(Data entries)
-*-*-

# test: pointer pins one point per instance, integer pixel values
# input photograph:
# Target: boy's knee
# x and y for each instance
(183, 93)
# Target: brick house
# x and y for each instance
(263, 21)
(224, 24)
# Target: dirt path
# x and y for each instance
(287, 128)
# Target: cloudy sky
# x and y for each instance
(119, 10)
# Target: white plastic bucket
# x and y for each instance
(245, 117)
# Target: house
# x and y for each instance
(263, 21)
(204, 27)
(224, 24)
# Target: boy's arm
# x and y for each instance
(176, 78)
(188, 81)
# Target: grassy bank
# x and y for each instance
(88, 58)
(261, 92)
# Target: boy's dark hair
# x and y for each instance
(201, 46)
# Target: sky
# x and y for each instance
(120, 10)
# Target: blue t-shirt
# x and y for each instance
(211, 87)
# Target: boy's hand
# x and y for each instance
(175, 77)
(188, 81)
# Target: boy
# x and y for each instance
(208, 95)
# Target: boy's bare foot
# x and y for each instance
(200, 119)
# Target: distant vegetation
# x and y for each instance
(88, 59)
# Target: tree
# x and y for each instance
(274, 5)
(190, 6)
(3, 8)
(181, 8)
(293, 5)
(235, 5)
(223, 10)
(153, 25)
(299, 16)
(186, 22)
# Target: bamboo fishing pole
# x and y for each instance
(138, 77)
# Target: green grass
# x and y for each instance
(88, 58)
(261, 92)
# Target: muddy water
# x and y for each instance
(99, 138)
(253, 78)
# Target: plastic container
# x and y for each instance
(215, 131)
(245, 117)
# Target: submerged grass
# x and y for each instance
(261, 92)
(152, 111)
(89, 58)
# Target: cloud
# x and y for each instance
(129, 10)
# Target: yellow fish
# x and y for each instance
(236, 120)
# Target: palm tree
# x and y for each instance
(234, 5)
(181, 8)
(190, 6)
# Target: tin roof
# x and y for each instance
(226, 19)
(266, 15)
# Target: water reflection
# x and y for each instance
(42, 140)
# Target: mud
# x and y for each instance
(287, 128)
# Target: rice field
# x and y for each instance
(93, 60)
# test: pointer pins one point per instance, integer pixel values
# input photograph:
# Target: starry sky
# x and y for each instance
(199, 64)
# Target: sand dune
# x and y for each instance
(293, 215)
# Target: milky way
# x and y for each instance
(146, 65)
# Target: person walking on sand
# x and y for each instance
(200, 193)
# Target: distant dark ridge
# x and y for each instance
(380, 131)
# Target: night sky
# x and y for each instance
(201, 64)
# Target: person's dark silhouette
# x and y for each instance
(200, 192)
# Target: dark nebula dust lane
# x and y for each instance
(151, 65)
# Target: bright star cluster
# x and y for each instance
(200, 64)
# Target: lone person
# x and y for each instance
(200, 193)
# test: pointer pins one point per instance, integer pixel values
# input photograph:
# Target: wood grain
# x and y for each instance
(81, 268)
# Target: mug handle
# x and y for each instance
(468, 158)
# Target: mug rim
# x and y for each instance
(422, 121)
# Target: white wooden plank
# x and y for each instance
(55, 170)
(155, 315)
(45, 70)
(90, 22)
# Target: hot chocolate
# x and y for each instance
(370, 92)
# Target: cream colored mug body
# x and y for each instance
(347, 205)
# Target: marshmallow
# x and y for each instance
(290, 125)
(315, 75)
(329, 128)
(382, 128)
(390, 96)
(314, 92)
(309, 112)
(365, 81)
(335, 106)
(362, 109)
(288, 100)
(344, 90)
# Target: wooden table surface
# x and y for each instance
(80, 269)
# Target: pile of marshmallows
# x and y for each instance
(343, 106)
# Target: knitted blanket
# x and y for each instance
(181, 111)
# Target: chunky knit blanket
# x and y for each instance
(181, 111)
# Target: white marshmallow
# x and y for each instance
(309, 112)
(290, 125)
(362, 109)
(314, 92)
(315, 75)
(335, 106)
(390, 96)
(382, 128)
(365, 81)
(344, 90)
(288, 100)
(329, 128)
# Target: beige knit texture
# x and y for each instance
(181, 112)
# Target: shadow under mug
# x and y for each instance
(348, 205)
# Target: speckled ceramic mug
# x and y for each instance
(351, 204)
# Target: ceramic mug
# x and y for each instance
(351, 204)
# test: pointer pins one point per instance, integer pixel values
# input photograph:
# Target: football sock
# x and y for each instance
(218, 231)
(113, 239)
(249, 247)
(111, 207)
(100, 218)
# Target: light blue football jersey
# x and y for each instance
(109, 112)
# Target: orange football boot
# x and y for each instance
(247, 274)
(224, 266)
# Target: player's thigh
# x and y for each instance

-*-*-

Among the lines above, find those with the string "blue" and copy them.

# Target: blue t-shirt
# Target: light blue football jersey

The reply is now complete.